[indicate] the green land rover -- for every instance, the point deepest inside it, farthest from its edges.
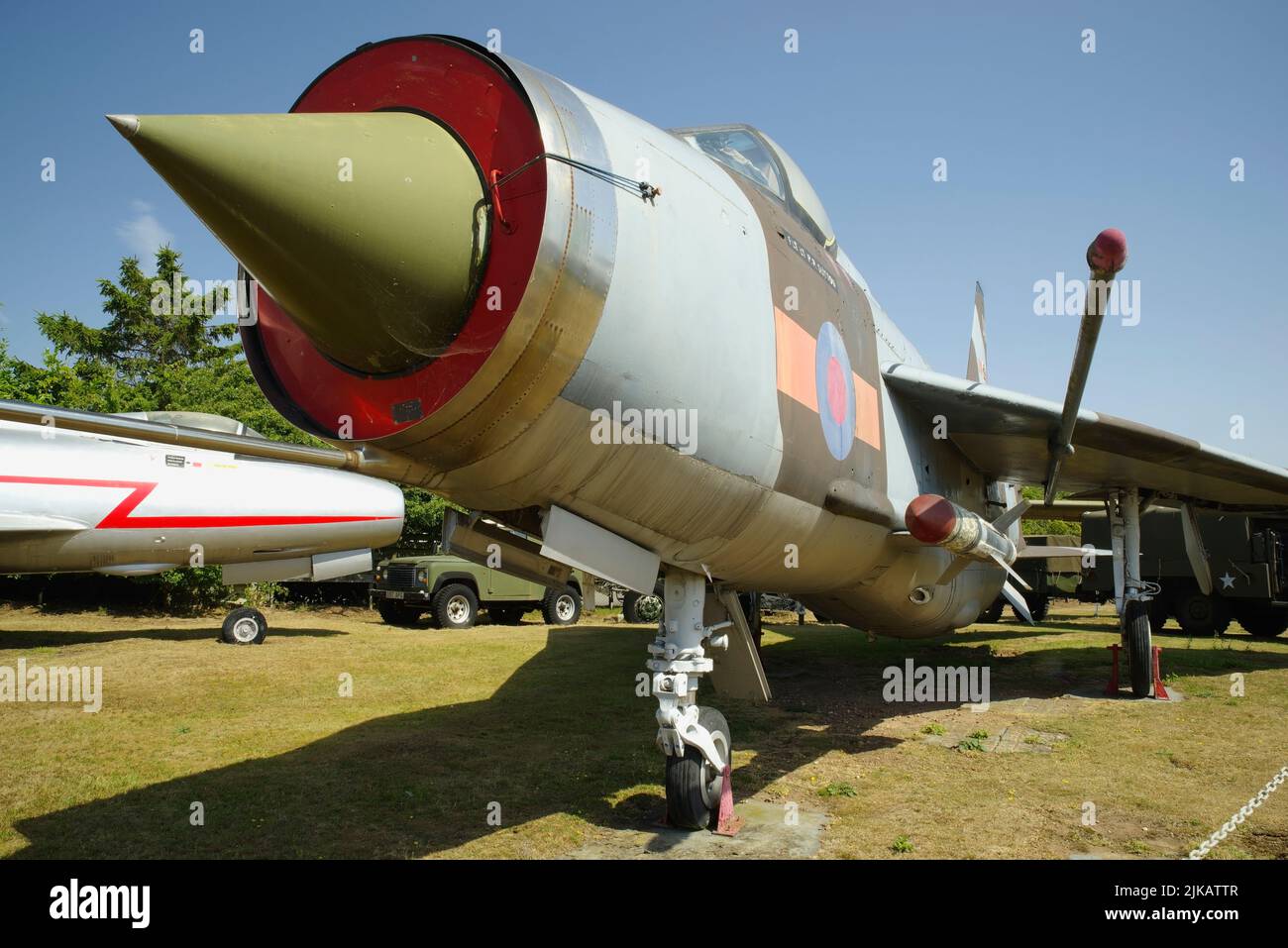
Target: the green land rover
(452, 591)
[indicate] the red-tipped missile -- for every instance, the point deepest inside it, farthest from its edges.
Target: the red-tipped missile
(938, 522)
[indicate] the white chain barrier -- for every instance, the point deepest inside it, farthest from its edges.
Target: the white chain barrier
(1244, 811)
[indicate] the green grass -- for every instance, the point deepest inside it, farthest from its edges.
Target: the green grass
(546, 724)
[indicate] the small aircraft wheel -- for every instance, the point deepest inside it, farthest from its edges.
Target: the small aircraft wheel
(692, 785)
(397, 613)
(562, 608)
(244, 626)
(1140, 653)
(456, 607)
(640, 608)
(1038, 607)
(993, 613)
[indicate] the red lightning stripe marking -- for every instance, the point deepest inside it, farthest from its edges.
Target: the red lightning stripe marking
(119, 518)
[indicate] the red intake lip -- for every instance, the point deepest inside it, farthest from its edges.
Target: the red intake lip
(476, 97)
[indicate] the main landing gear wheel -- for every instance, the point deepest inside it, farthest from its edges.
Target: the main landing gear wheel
(244, 626)
(694, 785)
(1140, 652)
(562, 608)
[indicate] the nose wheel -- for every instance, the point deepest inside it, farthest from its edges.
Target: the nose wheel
(694, 784)
(695, 740)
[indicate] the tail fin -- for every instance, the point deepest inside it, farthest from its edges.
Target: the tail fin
(977, 364)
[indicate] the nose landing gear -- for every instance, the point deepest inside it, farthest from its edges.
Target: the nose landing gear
(696, 740)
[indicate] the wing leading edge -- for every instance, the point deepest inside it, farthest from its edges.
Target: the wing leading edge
(1008, 436)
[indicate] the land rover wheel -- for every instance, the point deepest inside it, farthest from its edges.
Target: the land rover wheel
(562, 608)
(456, 607)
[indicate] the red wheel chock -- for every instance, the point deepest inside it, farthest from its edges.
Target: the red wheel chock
(726, 823)
(1159, 690)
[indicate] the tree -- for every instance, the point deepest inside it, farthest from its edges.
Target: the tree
(1064, 528)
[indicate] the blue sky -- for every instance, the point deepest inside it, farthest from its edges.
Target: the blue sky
(1046, 145)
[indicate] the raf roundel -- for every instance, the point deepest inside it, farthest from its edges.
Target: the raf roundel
(835, 385)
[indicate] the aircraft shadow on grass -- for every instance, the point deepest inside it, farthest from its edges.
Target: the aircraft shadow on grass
(546, 742)
(14, 639)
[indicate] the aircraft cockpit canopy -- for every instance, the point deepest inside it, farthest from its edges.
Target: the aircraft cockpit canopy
(759, 158)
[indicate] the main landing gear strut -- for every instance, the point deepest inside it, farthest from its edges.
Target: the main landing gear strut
(1133, 597)
(695, 738)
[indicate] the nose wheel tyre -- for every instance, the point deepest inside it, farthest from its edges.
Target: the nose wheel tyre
(1140, 652)
(692, 785)
(642, 608)
(562, 608)
(244, 626)
(456, 607)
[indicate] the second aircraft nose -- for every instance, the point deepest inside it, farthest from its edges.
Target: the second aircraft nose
(369, 228)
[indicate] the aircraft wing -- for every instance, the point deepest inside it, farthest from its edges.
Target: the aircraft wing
(1008, 436)
(35, 523)
(360, 458)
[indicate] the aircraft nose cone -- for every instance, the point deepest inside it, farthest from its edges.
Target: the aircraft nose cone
(369, 228)
(930, 518)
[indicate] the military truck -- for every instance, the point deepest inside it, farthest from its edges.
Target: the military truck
(1247, 556)
(452, 591)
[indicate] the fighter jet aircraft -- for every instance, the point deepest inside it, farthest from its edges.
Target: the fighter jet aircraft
(125, 504)
(639, 351)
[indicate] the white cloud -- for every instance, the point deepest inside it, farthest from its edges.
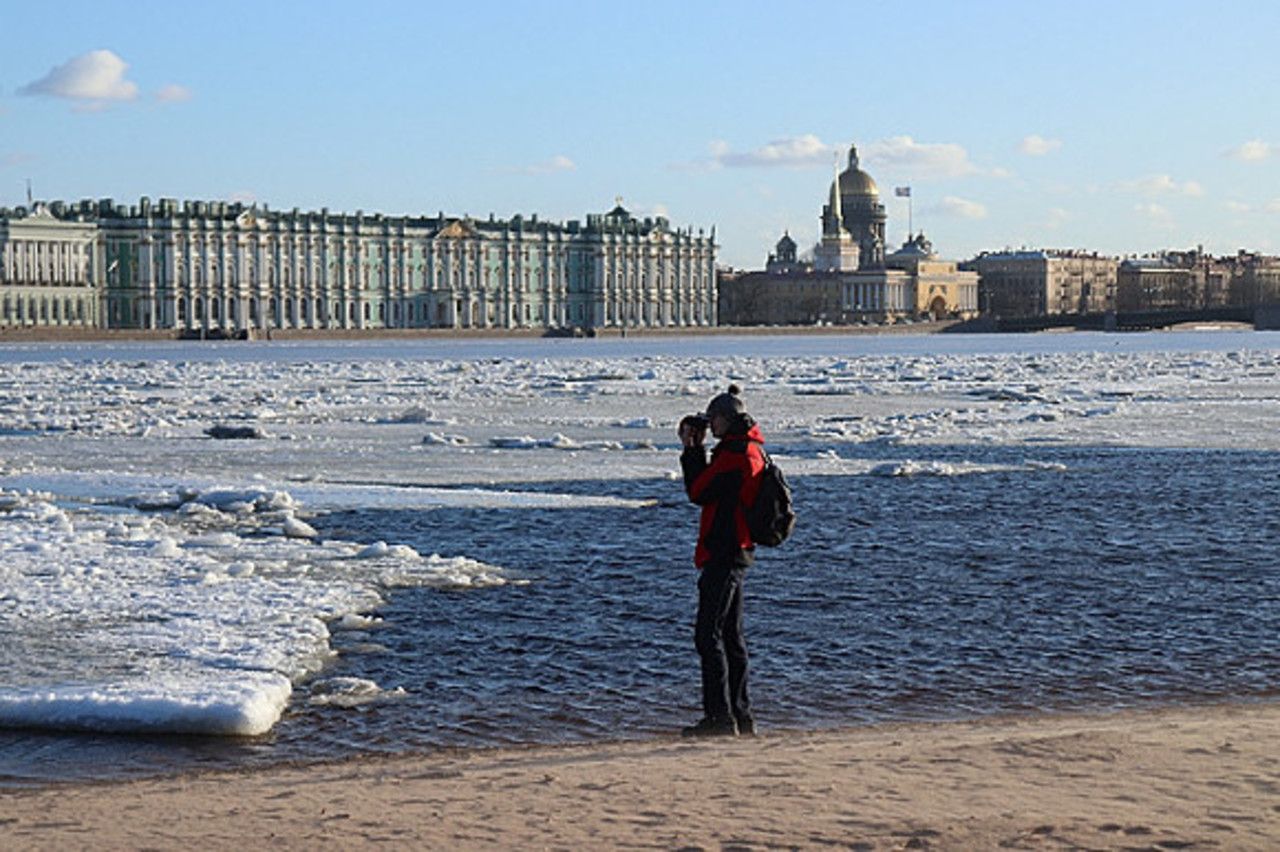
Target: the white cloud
(1252, 151)
(904, 155)
(16, 159)
(558, 163)
(1157, 214)
(1037, 146)
(173, 94)
(960, 207)
(791, 152)
(1161, 184)
(95, 77)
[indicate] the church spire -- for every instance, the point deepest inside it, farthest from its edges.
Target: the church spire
(835, 196)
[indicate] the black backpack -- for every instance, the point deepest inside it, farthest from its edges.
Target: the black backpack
(771, 518)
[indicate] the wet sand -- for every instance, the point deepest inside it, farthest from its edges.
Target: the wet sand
(1184, 778)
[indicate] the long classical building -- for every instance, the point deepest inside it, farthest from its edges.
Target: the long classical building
(1040, 282)
(232, 269)
(851, 278)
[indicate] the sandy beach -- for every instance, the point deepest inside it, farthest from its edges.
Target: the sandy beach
(1183, 778)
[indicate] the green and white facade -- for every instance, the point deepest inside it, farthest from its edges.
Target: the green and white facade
(215, 266)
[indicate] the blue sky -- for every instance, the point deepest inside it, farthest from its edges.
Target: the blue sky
(1121, 127)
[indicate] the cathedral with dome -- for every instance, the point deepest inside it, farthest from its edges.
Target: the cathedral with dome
(850, 278)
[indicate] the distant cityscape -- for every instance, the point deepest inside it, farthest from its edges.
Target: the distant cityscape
(218, 269)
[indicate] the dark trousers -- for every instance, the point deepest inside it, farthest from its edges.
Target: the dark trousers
(720, 642)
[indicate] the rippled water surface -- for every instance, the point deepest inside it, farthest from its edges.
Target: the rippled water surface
(1009, 525)
(1127, 577)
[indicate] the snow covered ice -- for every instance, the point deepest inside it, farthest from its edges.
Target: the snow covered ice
(156, 578)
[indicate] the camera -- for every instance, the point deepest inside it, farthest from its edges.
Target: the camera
(698, 422)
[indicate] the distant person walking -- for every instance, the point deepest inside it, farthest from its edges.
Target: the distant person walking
(722, 486)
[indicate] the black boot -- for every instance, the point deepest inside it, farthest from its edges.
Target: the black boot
(705, 727)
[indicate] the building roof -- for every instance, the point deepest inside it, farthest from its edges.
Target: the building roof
(854, 181)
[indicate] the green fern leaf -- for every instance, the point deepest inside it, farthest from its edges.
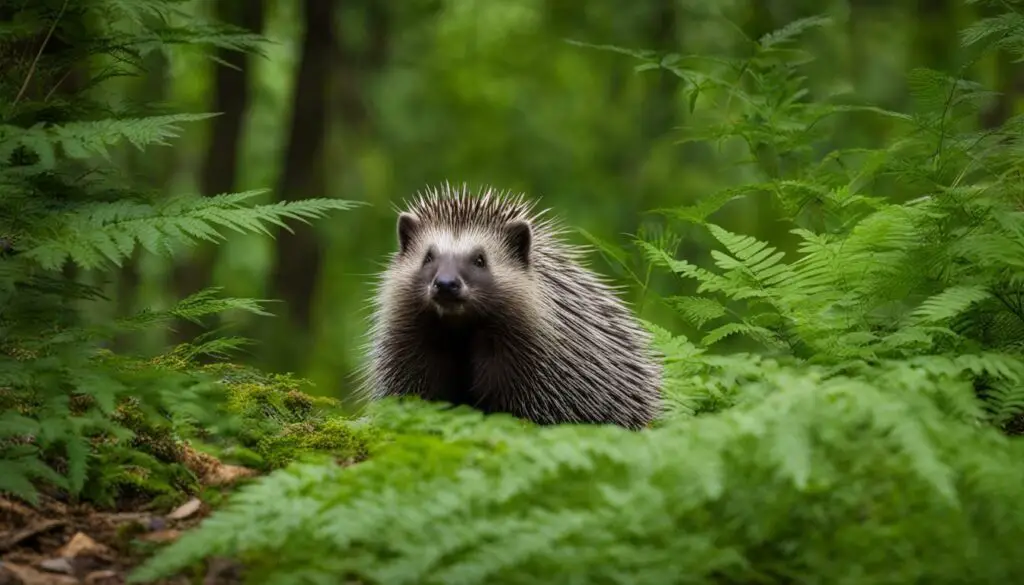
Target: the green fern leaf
(949, 303)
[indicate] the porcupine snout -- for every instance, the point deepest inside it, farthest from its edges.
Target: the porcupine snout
(446, 287)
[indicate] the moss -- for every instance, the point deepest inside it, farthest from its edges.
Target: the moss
(345, 440)
(281, 423)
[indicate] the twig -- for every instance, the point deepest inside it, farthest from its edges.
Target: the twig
(39, 54)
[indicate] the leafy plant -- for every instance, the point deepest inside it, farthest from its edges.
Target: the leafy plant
(66, 209)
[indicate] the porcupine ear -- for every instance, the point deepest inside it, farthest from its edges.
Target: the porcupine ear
(409, 225)
(520, 239)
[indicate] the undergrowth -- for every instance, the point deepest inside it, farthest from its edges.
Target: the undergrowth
(75, 419)
(862, 443)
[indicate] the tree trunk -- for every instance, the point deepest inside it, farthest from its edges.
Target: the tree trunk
(219, 173)
(298, 254)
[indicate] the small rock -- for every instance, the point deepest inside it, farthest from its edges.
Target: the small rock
(161, 536)
(226, 474)
(107, 577)
(186, 509)
(58, 565)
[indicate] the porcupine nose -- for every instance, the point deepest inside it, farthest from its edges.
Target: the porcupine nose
(448, 286)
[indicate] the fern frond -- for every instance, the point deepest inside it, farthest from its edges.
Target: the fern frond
(93, 235)
(949, 303)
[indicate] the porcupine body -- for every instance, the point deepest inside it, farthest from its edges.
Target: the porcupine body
(484, 304)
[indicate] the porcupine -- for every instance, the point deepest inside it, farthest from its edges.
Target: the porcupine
(485, 304)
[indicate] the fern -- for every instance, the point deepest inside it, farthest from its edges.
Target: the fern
(64, 203)
(735, 497)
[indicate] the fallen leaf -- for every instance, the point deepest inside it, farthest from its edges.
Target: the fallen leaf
(58, 565)
(30, 576)
(107, 577)
(161, 536)
(224, 474)
(25, 534)
(186, 509)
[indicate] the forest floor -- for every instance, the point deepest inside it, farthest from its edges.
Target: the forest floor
(61, 543)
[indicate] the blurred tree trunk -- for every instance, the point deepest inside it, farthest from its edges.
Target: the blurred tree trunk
(219, 173)
(156, 167)
(298, 254)
(937, 35)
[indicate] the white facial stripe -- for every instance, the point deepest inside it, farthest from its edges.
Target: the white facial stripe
(449, 243)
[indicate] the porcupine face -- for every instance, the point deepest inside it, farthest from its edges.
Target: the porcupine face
(458, 273)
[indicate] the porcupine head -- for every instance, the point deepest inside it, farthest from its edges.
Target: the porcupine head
(483, 305)
(460, 289)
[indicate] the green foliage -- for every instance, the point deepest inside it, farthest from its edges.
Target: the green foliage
(67, 212)
(849, 446)
(910, 250)
(899, 491)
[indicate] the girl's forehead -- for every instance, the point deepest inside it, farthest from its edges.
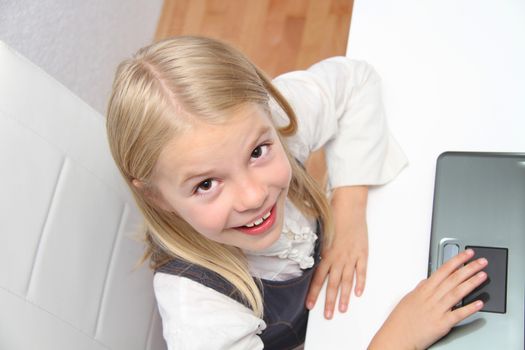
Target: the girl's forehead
(204, 145)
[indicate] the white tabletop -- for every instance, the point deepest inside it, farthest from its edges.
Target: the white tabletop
(454, 80)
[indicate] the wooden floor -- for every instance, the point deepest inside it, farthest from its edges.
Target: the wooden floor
(277, 35)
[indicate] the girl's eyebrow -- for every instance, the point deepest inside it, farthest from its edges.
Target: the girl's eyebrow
(192, 175)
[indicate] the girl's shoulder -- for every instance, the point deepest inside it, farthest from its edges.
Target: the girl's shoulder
(194, 316)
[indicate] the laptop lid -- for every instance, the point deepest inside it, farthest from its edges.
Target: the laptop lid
(479, 202)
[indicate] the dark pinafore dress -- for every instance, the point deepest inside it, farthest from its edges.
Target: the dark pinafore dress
(285, 313)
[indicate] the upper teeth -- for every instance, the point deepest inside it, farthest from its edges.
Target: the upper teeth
(259, 221)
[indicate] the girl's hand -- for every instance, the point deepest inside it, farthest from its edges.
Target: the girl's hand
(426, 314)
(347, 256)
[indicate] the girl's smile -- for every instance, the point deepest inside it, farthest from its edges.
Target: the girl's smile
(228, 180)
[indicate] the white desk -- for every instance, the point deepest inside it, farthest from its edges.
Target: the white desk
(454, 79)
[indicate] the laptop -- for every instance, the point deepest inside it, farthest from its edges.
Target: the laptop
(479, 203)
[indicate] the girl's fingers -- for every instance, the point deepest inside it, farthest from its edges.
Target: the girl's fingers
(461, 280)
(334, 280)
(463, 312)
(448, 268)
(360, 277)
(462, 290)
(346, 288)
(316, 284)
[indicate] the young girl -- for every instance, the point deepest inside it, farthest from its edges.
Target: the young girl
(213, 150)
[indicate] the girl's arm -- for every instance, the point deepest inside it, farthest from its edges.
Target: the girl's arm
(338, 102)
(427, 313)
(346, 258)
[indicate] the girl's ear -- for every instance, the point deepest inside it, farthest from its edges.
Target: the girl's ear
(153, 196)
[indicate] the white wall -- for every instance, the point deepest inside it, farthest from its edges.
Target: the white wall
(79, 42)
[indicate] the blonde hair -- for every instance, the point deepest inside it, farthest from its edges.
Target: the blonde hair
(153, 93)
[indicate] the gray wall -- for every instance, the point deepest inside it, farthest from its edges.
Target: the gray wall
(79, 42)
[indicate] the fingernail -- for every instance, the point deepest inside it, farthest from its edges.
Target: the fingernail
(482, 261)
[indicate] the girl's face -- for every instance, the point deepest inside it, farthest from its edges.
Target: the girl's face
(228, 181)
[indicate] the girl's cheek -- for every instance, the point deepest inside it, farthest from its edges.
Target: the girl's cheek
(209, 220)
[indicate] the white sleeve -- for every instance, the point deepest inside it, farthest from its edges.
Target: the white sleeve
(339, 105)
(197, 317)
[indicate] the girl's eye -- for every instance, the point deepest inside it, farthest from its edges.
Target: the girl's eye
(205, 186)
(260, 151)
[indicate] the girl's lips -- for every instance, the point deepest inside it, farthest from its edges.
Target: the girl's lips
(266, 225)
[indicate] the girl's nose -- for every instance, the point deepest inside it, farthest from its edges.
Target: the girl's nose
(251, 194)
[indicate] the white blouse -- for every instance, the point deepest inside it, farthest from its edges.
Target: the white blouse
(338, 106)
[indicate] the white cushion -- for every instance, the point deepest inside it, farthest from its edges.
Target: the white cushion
(68, 225)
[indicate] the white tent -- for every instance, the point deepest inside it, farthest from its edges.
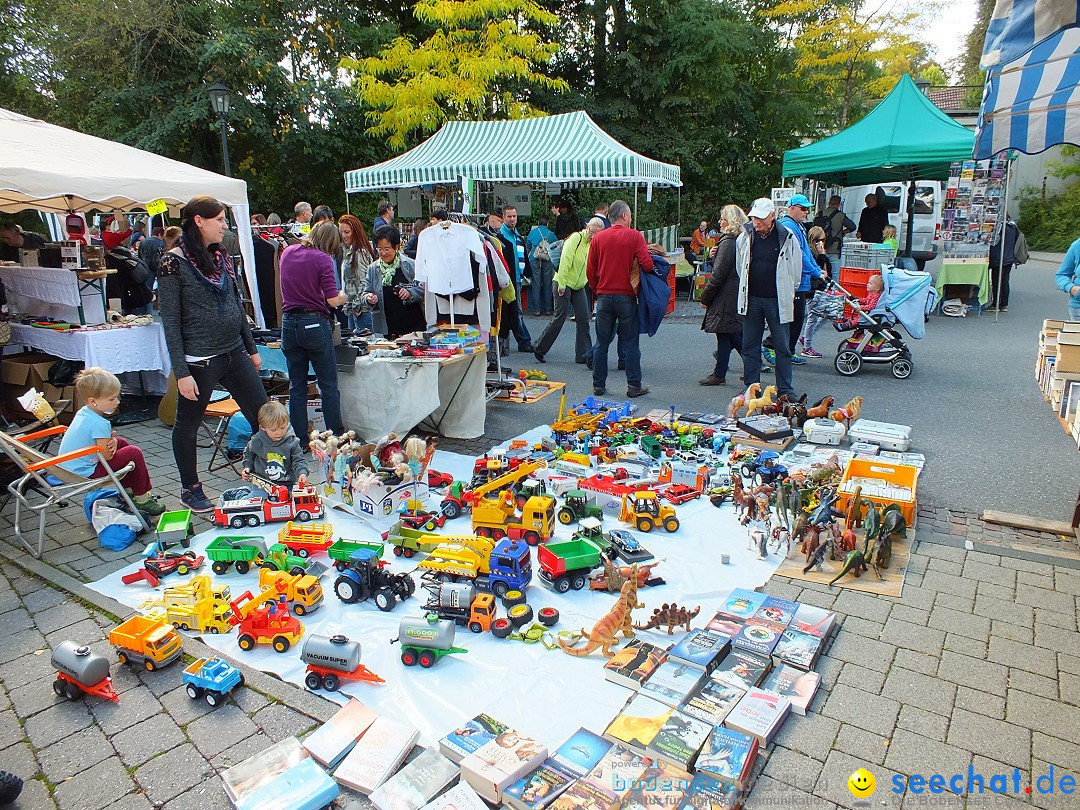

• _TASK GOAL_
Which lines in the rows above contain the string "cathedral", with uppercase and lowercase counted as different? Pick out each of those lines and copy it in full.

• _OUTPUT FOR THIS TASK_
[indicate] the cathedral with dome -- for every instance, the point deepest inside it, farthest from its edges.
Target: the cathedral with dome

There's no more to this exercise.